### Source passage
○ ○ ○ ○ ○ ○ ○

Third Party Doctrine

Under the third party doctrine, the Supreme Court has held there is no reasonable expectation in privacy for information known or exposed to third parties. That doctrine is a central reason the 4th Amendment is often seen as having less relevance for digital data.

Some courts have held that even broad federal government surveillance, including some NSA programs, are outside the coverage of the 4th Amendment because of the third party doctrine.

“A new justice replacing Justice Scalia might be the vote tipping the scales and leading to the demise of the third party doctrine, a controversial doctrine that has dramatically limited the scope of the 4th Amendment in the Digital Age,” Solove said.

McNicholas said that “Justice Scalia’s passing may create more room to reconsider the judge-made third party doctrine” and there “may now be more direct openness in reconsidering the reasonableness of that key doctrine in light of the pervasive dependency of citizens on third parties who hold most of their personal electronic data—despite the absence of a ready analog to modern information systems in the pre-Internet era.”

Damages and Standing

Scalia has been strict in requiring digital age plaintiffs to demonstrate harm in order to establish standing.

“Justice Scalia took a narrow view of standing to sue both in cases involving challenges to government surveillance and in class actions,” Jim Halpert, a partner with DLA Piper LLP in Washington, said.

In Clapper v. Amnesty International, Scalia joined the five-justice majority in finding that plaintiffs lacked standing to challenge surveillance by the National Security Agency because they couldn't demonstrate that they were actually being surveilled .

The Clapper holding that plaintiffs must show an “objectively reasonable likelihood” of harm has been oft-cited to hold back the tide of data breach consumer class actions .

○ ○ ○ ○ ○ ○ ○

(Entries from a pointing dataset)
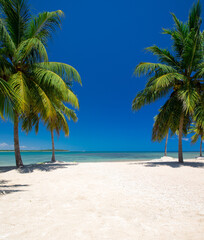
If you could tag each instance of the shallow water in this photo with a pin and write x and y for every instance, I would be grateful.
(8, 159)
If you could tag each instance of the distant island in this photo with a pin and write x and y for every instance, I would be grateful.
(44, 150)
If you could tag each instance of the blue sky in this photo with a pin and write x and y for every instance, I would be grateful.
(104, 41)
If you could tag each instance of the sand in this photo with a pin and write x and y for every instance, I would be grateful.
(159, 199)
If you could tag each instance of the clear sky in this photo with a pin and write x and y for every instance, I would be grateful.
(104, 40)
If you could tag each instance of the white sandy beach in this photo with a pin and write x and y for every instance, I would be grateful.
(90, 201)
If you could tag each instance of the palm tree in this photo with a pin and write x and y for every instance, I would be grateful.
(198, 131)
(25, 64)
(57, 123)
(179, 74)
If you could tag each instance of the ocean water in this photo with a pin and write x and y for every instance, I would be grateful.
(8, 158)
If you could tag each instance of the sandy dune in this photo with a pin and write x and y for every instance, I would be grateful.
(119, 201)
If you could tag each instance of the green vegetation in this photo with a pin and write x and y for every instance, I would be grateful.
(41, 88)
(178, 76)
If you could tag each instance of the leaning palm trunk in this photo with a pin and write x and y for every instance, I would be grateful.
(53, 148)
(19, 162)
(165, 152)
(180, 151)
(201, 146)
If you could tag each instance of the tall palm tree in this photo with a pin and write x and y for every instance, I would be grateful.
(26, 67)
(179, 74)
(198, 131)
(56, 123)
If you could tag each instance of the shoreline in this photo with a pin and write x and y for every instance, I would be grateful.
(144, 200)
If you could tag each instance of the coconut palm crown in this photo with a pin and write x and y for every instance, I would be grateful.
(25, 65)
(179, 75)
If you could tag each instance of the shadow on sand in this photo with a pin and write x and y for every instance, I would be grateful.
(172, 164)
(44, 167)
(5, 188)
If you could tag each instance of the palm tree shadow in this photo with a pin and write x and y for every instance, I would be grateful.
(174, 164)
(6, 188)
(44, 167)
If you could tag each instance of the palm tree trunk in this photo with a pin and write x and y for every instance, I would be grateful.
(180, 151)
(201, 146)
(53, 147)
(19, 162)
(165, 152)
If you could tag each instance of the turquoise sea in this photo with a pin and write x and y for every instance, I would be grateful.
(8, 159)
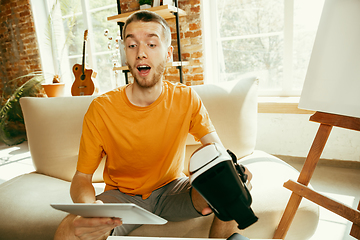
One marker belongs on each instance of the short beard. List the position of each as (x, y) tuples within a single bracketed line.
[(160, 69)]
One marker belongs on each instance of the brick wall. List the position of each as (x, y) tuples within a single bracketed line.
[(190, 39), (19, 53)]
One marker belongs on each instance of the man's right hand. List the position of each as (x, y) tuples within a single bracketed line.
[(94, 228)]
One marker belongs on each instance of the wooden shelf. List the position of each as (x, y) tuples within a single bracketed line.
[(169, 64), (165, 11)]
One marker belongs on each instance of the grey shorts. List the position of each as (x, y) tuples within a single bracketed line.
[(172, 202)]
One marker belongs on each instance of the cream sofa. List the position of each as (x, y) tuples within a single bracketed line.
[(53, 127)]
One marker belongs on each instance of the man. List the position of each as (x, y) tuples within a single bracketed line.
[(142, 128)]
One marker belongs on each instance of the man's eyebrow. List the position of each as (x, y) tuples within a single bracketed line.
[(148, 35)]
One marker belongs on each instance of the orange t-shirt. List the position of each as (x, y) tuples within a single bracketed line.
[(145, 146)]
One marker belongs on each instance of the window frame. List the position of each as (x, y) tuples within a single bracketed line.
[(212, 47)]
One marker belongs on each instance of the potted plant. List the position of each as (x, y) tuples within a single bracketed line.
[(12, 128), (54, 89), (144, 4)]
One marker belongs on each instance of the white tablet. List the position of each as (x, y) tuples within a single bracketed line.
[(128, 212)]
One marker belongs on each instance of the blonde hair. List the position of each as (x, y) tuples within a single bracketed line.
[(147, 16)]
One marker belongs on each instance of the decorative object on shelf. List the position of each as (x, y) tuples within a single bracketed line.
[(54, 89), (118, 53), (12, 128), (83, 84), (145, 4)]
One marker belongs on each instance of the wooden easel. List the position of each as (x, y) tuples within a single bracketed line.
[(299, 189)]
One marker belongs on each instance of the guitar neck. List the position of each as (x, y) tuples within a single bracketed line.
[(83, 61)]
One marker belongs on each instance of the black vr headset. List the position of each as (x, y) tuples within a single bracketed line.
[(216, 175)]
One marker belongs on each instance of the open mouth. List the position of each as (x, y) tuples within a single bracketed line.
[(143, 69)]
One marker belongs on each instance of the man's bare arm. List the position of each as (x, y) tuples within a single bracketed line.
[(82, 190)]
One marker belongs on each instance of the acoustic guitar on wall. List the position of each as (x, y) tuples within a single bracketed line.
[(83, 84)]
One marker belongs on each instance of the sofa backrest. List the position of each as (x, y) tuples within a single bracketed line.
[(54, 125), (232, 107)]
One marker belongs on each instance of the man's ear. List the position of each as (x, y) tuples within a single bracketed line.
[(169, 53)]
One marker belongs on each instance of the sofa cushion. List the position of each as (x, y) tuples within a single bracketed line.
[(25, 206), (232, 107), (269, 202), (53, 128)]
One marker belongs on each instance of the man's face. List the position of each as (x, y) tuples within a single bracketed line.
[(146, 52)]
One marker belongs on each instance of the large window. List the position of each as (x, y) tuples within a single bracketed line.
[(75, 17), (271, 39)]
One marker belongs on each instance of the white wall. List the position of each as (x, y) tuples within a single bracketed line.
[(293, 134)]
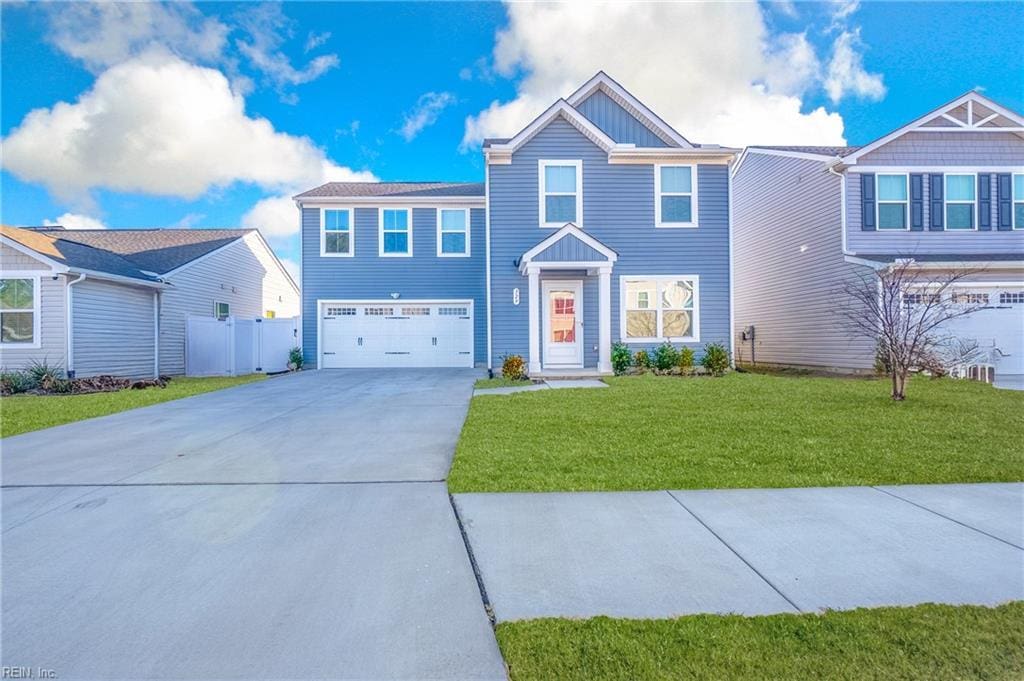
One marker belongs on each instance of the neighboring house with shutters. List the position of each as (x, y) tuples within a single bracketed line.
[(947, 190), (597, 222), (115, 301)]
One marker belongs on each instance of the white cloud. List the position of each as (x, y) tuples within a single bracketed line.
[(159, 125), (102, 34), (735, 84), (76, 221), (428, 107), (846, 74), (268, 29)]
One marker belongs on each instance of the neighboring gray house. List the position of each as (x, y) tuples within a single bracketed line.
[(946, 190), (115, 301), (597, 222)]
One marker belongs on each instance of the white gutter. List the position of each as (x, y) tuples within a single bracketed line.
[(70, 325)]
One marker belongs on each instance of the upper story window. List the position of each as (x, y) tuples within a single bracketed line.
[(1019, 202), (892, 201), (453, 232), (960, 201), (395, 231), (561, 193), (655, 308), (675, 197), (19, 309), (336, 232)]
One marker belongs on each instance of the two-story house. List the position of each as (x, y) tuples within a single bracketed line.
[(946, 189), (597, 222)]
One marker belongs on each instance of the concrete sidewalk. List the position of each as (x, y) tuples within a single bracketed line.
[(663, 554)]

○ ○ ○ ○ ○ ○ ○

### Short exercise A
In the passage on the third party doctrine, which case did Scalia join the majority in finding that plaintiffs lacked standing to challenge NSA surveillance?
### Short exercise B
Copy the entries word for word, starting at the line that contains "One marker belongs on each instance of the white gutter." and ending with the last line of the entries.

### Answer A
Clapper v. Amnesty International

### Answer B
One marker belongs on each instance of the white gutter. List the position of each as (x, y) tuples within a single bracketed line.
[(70, 325)]
One marker belongs on each instance of the upper story window. List the position of each as (x, y) tuples within a single bracketed line.
[(1019, 202), (892, 201), (453, 232), (960, 201), (395, 231), (561, 193), (655, 308), (675, 197), (19, 309), (336, 232)]
One marker belongs on each instance of the two-story house. List the position of each as (x, y) tuples within a single bracketed line.
[(946, 189), (597, 222)]
One marker belongs on each instance of the concrete sidewalk. List the position of each as (x, y) tuples within a single bracketed line.
[(663, 554)]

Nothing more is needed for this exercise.